• TASK: Pictures aside, repeat every entry exactly.

• DATA EXCERPTS:
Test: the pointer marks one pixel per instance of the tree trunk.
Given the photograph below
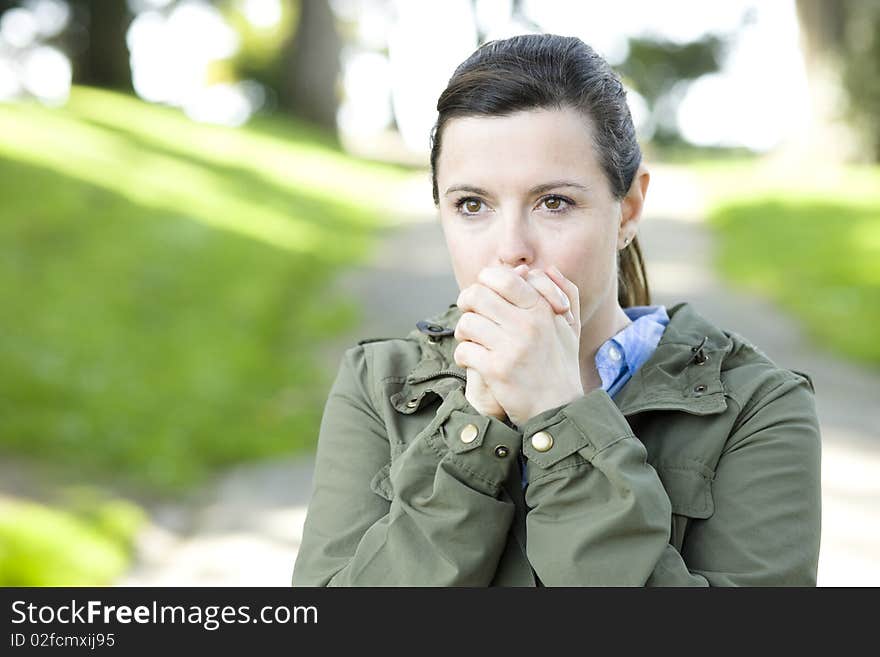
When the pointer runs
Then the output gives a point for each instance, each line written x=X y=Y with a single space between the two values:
x=822 y=27
x=311 y=66
x=104 y=61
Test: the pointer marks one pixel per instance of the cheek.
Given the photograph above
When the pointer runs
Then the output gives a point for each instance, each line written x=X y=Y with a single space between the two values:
x=589 y=262
x=464 y=255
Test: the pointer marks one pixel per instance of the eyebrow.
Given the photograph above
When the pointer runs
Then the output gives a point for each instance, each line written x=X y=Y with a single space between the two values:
x=537 y=189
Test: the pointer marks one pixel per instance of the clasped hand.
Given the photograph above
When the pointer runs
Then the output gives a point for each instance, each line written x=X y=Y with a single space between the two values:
x=519 y=335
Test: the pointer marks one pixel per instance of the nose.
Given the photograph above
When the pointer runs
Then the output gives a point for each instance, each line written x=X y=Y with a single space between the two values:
x=515 y=243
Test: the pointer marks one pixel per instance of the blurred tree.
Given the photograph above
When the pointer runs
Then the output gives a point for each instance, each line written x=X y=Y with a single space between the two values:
x=103 y=61
x=311 y=65
x=841 y=50
x=661 y=72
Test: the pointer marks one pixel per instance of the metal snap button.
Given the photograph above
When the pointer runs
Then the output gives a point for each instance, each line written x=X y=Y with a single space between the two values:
x=469 y=434
x=542 y=441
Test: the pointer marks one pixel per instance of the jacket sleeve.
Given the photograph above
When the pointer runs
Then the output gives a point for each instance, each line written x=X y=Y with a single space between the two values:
x=600 y=514
x=447 y=520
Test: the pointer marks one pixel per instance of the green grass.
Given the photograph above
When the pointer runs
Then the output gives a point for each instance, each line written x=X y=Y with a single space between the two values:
x=87 y=544
x=164 y=285
x=808 y=239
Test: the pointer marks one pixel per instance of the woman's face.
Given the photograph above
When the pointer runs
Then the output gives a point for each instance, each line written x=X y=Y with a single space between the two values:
x=528 y=189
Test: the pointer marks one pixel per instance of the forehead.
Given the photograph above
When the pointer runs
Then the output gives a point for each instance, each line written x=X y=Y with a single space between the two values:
x=517 y=149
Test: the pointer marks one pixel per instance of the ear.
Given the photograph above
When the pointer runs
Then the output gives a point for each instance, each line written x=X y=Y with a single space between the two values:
x=632 y=205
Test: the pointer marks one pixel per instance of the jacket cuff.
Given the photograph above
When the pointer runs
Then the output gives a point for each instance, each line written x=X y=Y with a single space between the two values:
x=586 y=425
x=483 y=449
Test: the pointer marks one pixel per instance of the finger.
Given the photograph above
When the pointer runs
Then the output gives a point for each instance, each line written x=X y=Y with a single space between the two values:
x=509 y=286
x=551 y=292
x=478 y=298
x=571 y=291
x=472 y=355
x=479 y=329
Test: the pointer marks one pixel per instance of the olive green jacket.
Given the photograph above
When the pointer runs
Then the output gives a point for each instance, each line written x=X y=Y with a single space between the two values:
x=703 y=470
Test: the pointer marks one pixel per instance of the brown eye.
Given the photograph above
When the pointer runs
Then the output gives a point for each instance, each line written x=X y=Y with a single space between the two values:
x=472 y=205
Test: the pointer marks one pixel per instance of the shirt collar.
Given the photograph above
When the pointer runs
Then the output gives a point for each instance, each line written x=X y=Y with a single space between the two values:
x=626 y=352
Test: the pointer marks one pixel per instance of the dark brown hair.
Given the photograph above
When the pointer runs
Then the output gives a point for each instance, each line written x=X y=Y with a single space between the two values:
x=547 y=71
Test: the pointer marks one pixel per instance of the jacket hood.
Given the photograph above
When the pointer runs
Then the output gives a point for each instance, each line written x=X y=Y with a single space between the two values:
x=683 y=373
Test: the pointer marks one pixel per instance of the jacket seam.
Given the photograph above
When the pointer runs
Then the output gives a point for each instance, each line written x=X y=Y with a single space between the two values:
x=614 y=442
x=747 y=411
x=558 y=470
x=451 y=457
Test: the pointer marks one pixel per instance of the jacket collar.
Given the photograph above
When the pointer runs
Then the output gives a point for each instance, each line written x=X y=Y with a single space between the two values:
x=683 y=373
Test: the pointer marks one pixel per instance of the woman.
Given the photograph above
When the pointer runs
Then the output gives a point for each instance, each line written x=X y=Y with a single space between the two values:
x=551 y=427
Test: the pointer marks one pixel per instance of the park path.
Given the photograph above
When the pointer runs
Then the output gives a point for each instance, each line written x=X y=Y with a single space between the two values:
x=245 y=528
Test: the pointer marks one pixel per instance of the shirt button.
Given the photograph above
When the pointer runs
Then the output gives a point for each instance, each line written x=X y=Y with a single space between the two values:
x=468 y=434
x=542 y=441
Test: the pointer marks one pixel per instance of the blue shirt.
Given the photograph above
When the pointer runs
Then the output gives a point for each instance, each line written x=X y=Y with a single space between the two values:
x=619 y=358
x=621 y=355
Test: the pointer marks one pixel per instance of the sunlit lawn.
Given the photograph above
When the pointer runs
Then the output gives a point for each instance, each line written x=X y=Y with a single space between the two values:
x=163 y=285
x=808 y=238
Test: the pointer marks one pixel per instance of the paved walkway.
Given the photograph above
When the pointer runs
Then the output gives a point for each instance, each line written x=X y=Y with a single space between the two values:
x=246 y=528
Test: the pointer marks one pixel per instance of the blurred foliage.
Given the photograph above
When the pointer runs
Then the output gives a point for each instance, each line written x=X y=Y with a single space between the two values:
x=861 y=70
x=164 y=286
x=260 y=55
x=661 y=71
x=810 y=243
x=85 y=541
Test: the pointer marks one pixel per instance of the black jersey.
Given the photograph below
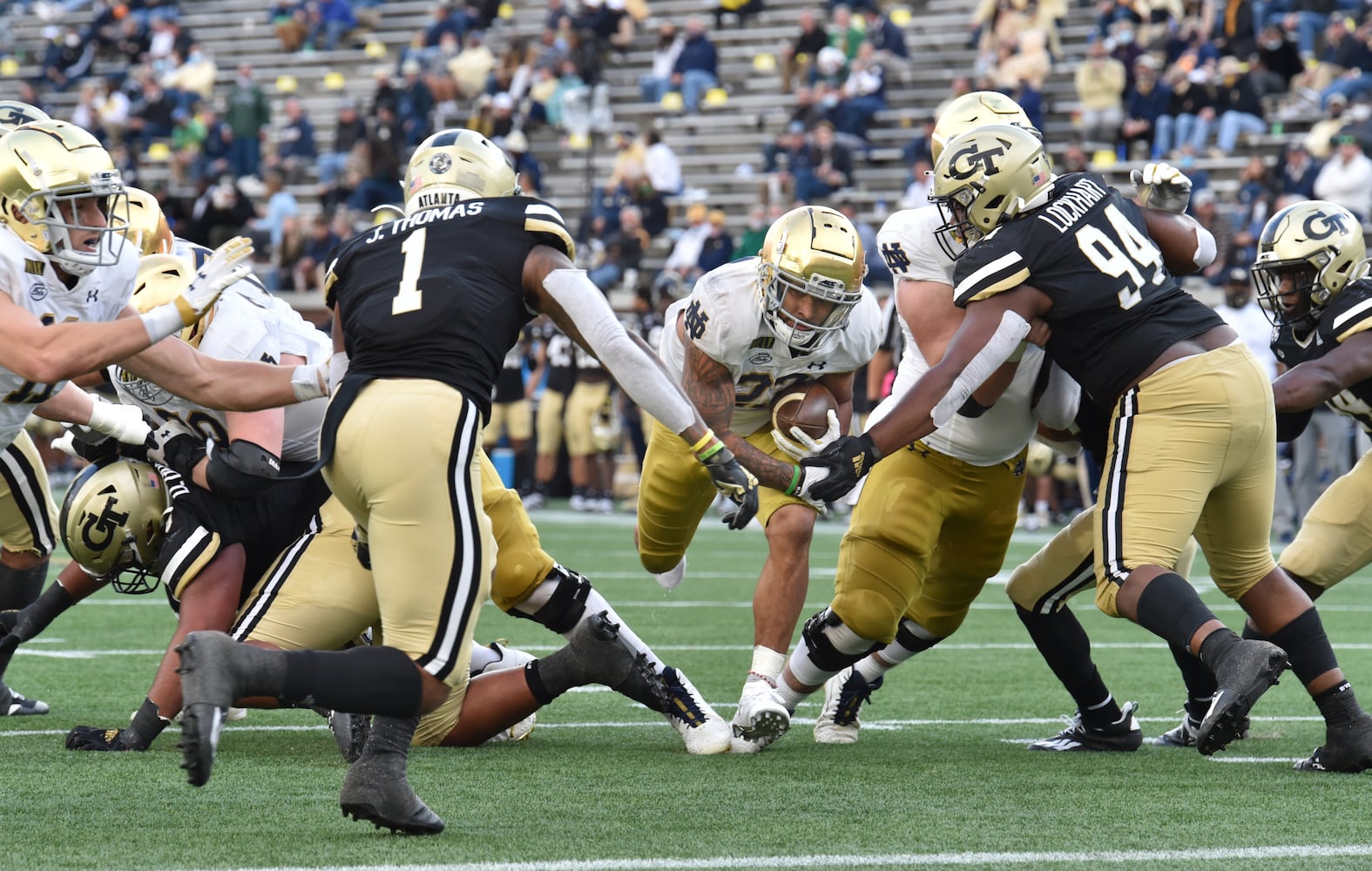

• RESPONSE FOR THIS EXERCISE:
Test: the pointer marks one pixel per instance of the tree trunk.
Given the photograph below
When the pointer runs
Then the output gives a point for each instance, each line written x=X y=Y with a single space between the two values:
x=822 y=27
x=311 y=66
x=104 y=61
Test: the pointer marks one pixel per instance of the cheek.
Given the photograph above
When the pointer runs
Then the output gives a point for each instance, each line written x=X y=Y with a single space between the two values:
x=589 y=262
x=464 y=255
Test: the pointer marks one pixel per instance of the eyebrow.
Given the photograph above
When the pointer runs
Then the output gives a point for each instance, each line written x=X y=Y with a single space between the two values:
x=537 y=189
Test: the pointer marks one pixel per instance of the clasped hand.
Given the photograph above
When the pointer runs
Then the output gives a point for each instance, each line written x=X y=Y with a single space between the two values:
x=519 y=335
Test: the pointer marks one pixel per instance of the nose.
Given the photograph above
When the pointer runs
Then the output gives a point for each instance, each line written x=X y=Y with a single space between the two values:
x=515 y=243
Test: the pointer marks one pixel per instance of the blurred tree.
Given the photograph above
When the pointer runs
Then the output gives a point for each instance, each line written x=X y=Y with a single space between the two values:
x=103 y=61
x=311 y=65
x=841 y=50
x=661 y=72
Test: the pointer marks one pixel per instance of the metal snap button.
Given the photograph above
When the pointer runs
Then the output gives a point for each instance, each line written x=X y=Y with a single space between the two values:
x=469 y=434
x=542 y=441
Test: the pointer marks one pixel per instance of the jacket sleeve.
Given the photograph above
When the pointer runs
Then the output gives a point for each instance, each line written x=X y=Y with a single space between the two values:
x=600 y=514
x=447 y=520
Test: the pointer marks one pixel per instance of the green grass.
Given the photograph above
When the pointer runs
Then the output gives a point for each instance, each line written x=X y=Y with a single space between the two values:
x=87 y=544
x=164 y=285
x=808 y=239
Test: the pointer marks one pixel per instance of the woman's face.
Given the photograph above
When the pointer runs
Then the output gives a point for each instance, each line written x=X y=Y with a single space between the two values:
x=528 y=189
Test: the pointer marks one pixel per instance of the forehead.
Given the photograph above
When the pointer runs
Then the output gives a point for each instance, each line written x=X y=Y with a single space between the two values:
x=517 y=149
Test: the pointer marks one pixel per instance of the ear.
Given the photograph above
When the pointer runs
Then the output gives a point for each instance, each line written x=X y=Y with a single space between the two values:
x=632 y=205
Test: the pointer marks one pixel per instance of the jacket cuff.
Given the photograph above
When the pointer runs
Then the output gives a point for each instance, each line written x=X y=Y with a single space between the two values:
x=586 y=425
x=483 y=449
Test: the pointer marks one pixel per instance of the finger.
Given the photograph above
When the pointer runs
Then the output gives a point for each instance, each line written x=X y=Y with a single space between the two values:
x=509 y=286
x=551 y=292
x=478 y=298
x=571 y=291
x=472 y=355
x=479 y=329
Test: the pointer marks one pixel per instance of the olive green jacket.
Given the photograph above
When the pointer runs
Then the output gives a point for each instance, each line written x=X y=Y with a single space between the two values:
x=703 y=470
Test: the pointer marks one pixel per instance of the brown eye.
Given the photograph above
When the pointer runs
Then the output gives a point for each instance, each line written x=X y=Y with a single space between the two values:
x=472 y=205
Test: the pointer marks one pixel per instance of the shirt collar.
Given the photograph above
When the pointer runs
Then the output gives a point for each instance, each line written x=X y=Y with a single space between the two values:
x=626 y=352
Test: the pointer marks one pixel per instance of the dark brown hair.
Given the photograph above
When the pointer runs
Then the output gives a point for each instance, each line written x=X y=Y with a single space between the two values:
x=547 y=71
Test: the pointer marks one pixel per instance of the jacket hood.
Given the photograph above
When the pointer runs
Then the output gives a point for each instance, each line written x=X y=Y with a single space between the two values:
x=683 y=373
Test: the pointer marks one pixel per instance of the jacket seam.
Given the photograph above
When the pointer runs
Then the output gives a point for each instance, each line written x=X y=Y with a single space between the two values:
x=614 y=442
x=747 y=411
x=558 y=470
x=451 y=457
Test: the pointer marks one pixel per instance of the jacket collar.
Given the photograph above
When the pointer runs
Then the output gives a point for each instance, each line written x=X y=Y with a single space between the two values:
x=683 y=373
Test: the pointer marks one pixel per instance of the woman.
Given the photograph above
When the pointer runs
Then the output gives a point for each instance, each line written x=X y=Y with a single space between the two values:
x=551 y=427
Test: the pointer marks one pixel per instance of the park path.
Given the photograph above
When the pointer runs
Then the output gives a point for each instance, each line written x=X y=Y with a single space between the two values:
x=245 y=528
Test: the pointer marks one pixel per instance of the shirt button.
Given the photograph above
When the pointer runs
Then the output gives a point for each instance, each line written x=X y=Y with a single space between the two values:
x=468 y=434
x=542 y=441
Test: the pointer marks one pixel per instance of the blue shirt.
Given the photograph above
When the pointer runs
Then the output gives a point for each instance, each line written x=X y=Y with a single space between the two values:
x=619 y=358
x=621 y=355
Test: the pointer marks one pixel per instance of the sunlit lawn.
Given the photograph above
When the pointer runs
Then the output gives a point for each instance, each line written x=X y=Y with a single space between the two values:
x=163 y=285
x=808 y=238
Test: the pointer marks one pixel per instance of the paved walkway.
Given the photograph above
When the pointer runs
Then the output gives a point for each instance, each line written x=X y=Y with a single space between the two values:
x=246 y=528
Test: the pointer marks one pixel per instance of the blurred foliage.
Given the photograph above
When the pointer runs
Then the output gives a point for each instance, each line written x=X y=Y with a single space between the two values:
x=861 y=70
x=164 y=286
x=260 y=55
x=661 y=71
x=810 y=243
x=85 y=541
Test: the pointer marks one pixel per instance of the black jersey.
Given the photograph below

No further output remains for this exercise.